Goal 1:
In the passage on methane adsorption, why is the residence time for an adsorbed molecule on the surface shorter at higher temperatures?

Source:
The adsorbate/adsorbate interaction has been ignored in all previous
investigations. Theoretically, the isosteric heat of methane adsorption
will remain constant with increasing temperature if only the adsorbent/adsorbate
interaction is considered.[75] The discrepancy
with the experimental data indicates that the adsorbate/adsorbate
interaction, including the adsorbed phase and bulk phase, may greatly
affect the adsorption capacity of methane. Otherwise, increasing the
temperature can enhance the process of adsorption–desorption
of methane and lead to a greater ratio of free gas molecules. Notably,
adsorption is a dynamic equilibrium process, and the residence time
for an adsorbed molecule on the surface is shorter at higher temperatures
than at lower temperatures because of higher kinetic energy. Ye et
al. pointed out that some weak adsorption sites may lose the methane
molecules when increasing the temperature because of the heterogeneity
distribution of the shale surface.[76] The
grand canonical Monte Carlo simulation revealed that the density of
adsorbed methane decreased with increasing temperature.[77] Subsequently, the macroscopic measurement of
excess adsorption at high temperatures decreases.

[Data records]
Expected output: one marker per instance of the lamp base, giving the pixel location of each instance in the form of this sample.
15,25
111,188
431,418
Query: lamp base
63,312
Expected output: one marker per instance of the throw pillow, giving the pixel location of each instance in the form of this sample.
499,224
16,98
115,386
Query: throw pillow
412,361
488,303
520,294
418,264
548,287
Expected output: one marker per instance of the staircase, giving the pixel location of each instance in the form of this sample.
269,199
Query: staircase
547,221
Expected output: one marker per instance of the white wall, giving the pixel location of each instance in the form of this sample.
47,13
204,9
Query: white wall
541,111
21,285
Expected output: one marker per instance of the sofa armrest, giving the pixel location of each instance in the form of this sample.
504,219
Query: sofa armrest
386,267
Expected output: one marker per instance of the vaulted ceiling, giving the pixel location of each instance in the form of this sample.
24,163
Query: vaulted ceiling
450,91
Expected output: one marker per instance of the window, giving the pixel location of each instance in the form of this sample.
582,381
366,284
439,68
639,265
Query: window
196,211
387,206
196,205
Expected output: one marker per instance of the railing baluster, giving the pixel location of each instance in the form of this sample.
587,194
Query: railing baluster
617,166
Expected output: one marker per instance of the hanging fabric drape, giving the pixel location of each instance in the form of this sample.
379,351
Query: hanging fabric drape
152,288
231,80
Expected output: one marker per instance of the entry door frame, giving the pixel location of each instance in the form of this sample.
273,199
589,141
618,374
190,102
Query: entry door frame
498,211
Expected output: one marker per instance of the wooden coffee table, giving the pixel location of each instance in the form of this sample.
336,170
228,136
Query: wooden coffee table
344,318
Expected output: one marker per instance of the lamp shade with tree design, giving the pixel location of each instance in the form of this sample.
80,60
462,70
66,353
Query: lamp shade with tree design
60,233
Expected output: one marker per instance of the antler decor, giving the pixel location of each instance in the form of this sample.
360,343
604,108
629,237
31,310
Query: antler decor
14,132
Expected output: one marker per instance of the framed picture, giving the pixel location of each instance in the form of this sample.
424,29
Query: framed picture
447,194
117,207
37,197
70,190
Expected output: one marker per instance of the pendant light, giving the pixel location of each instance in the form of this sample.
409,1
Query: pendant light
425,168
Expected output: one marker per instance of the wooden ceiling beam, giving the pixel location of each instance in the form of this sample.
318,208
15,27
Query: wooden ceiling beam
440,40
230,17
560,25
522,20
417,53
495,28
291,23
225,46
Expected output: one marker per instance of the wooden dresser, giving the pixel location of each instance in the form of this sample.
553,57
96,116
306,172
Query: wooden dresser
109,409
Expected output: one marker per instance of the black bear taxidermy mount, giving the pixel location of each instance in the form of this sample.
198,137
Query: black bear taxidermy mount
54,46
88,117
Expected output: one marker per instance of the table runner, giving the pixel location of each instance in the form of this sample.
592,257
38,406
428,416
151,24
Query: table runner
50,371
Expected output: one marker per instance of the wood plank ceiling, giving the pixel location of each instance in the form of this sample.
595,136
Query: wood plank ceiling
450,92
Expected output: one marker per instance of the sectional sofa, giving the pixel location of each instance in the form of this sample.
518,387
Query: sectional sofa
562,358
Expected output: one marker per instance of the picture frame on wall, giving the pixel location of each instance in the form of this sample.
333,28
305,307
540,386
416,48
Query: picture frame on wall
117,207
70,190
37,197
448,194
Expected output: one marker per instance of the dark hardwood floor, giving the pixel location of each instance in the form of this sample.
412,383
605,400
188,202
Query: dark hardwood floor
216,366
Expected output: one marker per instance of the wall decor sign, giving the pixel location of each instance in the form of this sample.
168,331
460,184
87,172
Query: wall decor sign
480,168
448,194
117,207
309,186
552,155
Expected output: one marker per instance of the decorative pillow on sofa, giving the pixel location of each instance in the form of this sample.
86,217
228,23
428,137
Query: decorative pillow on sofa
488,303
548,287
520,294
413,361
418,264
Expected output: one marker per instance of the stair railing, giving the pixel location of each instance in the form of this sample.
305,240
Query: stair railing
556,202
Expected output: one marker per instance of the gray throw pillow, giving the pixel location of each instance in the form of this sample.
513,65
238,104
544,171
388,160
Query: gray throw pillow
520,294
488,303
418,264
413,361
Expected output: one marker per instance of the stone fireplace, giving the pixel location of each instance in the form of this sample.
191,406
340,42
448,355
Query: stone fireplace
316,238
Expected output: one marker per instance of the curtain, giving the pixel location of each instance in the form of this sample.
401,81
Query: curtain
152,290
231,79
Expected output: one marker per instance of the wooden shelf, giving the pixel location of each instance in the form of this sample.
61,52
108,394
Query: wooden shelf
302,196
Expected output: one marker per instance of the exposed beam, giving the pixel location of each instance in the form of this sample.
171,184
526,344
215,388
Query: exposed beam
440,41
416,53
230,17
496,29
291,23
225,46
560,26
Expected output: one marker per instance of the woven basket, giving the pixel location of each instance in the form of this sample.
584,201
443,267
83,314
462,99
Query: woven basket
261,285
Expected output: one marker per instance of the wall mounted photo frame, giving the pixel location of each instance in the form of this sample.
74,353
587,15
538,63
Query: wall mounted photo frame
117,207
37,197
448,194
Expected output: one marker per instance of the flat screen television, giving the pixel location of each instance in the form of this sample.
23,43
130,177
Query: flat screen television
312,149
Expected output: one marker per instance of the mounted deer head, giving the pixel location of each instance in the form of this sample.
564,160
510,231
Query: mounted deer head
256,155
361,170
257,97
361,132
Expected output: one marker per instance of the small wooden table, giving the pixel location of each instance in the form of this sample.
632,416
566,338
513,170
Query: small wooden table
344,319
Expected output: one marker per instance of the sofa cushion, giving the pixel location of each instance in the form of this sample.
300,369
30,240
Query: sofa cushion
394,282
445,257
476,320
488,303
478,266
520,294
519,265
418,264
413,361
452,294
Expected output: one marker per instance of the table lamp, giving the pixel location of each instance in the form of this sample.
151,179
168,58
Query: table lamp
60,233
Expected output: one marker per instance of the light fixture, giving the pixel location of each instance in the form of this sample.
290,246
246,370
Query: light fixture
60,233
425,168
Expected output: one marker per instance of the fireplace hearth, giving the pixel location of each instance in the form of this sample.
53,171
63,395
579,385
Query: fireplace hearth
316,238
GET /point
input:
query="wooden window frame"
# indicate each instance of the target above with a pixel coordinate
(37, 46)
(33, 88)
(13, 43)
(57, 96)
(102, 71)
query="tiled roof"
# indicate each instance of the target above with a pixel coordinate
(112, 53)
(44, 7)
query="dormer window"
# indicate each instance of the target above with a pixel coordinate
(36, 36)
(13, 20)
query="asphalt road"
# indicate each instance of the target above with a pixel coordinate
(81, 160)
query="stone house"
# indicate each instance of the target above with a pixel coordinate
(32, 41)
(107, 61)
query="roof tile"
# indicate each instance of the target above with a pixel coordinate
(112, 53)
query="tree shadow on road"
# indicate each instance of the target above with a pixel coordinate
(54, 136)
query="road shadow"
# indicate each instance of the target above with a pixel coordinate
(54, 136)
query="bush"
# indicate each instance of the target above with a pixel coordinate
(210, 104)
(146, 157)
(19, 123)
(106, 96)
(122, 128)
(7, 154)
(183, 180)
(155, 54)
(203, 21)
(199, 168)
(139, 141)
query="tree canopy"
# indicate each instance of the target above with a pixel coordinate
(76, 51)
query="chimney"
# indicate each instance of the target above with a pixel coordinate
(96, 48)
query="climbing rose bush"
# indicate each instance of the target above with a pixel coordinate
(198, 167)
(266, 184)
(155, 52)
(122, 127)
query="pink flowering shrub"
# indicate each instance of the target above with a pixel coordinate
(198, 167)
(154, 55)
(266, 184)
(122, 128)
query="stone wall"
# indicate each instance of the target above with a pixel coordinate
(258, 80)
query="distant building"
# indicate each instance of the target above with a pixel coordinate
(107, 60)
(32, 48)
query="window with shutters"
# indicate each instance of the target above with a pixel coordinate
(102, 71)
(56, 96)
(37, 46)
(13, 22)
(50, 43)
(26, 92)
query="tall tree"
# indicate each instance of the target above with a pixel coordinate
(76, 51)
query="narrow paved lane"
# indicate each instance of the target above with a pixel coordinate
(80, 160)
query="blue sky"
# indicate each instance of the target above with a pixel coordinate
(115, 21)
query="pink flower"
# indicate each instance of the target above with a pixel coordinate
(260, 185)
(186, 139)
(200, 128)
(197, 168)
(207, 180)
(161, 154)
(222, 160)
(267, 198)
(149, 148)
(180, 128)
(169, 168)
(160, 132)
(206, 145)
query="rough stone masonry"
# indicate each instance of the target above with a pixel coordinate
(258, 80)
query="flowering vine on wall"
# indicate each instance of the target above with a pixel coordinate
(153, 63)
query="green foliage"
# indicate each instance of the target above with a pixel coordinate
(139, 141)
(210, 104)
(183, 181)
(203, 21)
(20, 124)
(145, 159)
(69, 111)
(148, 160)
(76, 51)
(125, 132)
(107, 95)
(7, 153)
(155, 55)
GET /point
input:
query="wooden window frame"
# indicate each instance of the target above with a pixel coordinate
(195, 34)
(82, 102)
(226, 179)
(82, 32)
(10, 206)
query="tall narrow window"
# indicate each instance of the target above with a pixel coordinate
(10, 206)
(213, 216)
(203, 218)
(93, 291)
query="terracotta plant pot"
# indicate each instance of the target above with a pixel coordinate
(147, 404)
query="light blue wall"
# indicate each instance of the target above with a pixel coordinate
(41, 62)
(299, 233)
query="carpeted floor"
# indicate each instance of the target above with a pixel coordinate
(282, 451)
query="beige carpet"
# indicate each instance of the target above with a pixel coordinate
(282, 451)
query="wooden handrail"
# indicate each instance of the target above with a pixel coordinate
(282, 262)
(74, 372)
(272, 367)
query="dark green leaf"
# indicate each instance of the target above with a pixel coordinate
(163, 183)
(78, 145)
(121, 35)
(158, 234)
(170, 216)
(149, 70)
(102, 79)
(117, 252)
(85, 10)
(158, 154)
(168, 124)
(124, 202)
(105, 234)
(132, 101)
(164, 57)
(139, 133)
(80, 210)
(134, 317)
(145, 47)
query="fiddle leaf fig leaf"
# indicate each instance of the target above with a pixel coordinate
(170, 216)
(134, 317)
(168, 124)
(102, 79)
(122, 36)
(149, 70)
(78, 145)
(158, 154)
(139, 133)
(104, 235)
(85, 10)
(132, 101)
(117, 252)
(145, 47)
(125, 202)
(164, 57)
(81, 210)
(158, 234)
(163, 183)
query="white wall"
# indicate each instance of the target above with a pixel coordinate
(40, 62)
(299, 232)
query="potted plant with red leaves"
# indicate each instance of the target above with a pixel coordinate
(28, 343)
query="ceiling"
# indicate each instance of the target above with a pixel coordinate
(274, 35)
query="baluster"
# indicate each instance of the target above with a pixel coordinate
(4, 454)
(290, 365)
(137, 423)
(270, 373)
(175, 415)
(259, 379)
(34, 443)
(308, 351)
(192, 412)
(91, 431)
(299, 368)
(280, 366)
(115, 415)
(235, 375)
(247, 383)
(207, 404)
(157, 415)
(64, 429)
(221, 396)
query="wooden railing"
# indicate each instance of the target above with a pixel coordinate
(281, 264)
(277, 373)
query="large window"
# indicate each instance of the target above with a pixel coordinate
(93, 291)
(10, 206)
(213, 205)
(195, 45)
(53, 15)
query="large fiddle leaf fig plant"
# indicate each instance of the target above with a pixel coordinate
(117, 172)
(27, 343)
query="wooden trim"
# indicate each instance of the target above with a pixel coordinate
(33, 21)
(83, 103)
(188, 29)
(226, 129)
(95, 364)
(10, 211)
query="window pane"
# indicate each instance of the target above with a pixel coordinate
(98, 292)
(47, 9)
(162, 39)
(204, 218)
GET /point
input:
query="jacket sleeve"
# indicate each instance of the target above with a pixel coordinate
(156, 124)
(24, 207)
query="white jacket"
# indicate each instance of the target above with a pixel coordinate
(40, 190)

Goal 2:
List every line of the data records that contains the word "green". Case counts.

Written response 1:
Molecules have higher kinetic energy at higher temperatures.

Written response 2:
query="green foliage"
query="dark green leaf"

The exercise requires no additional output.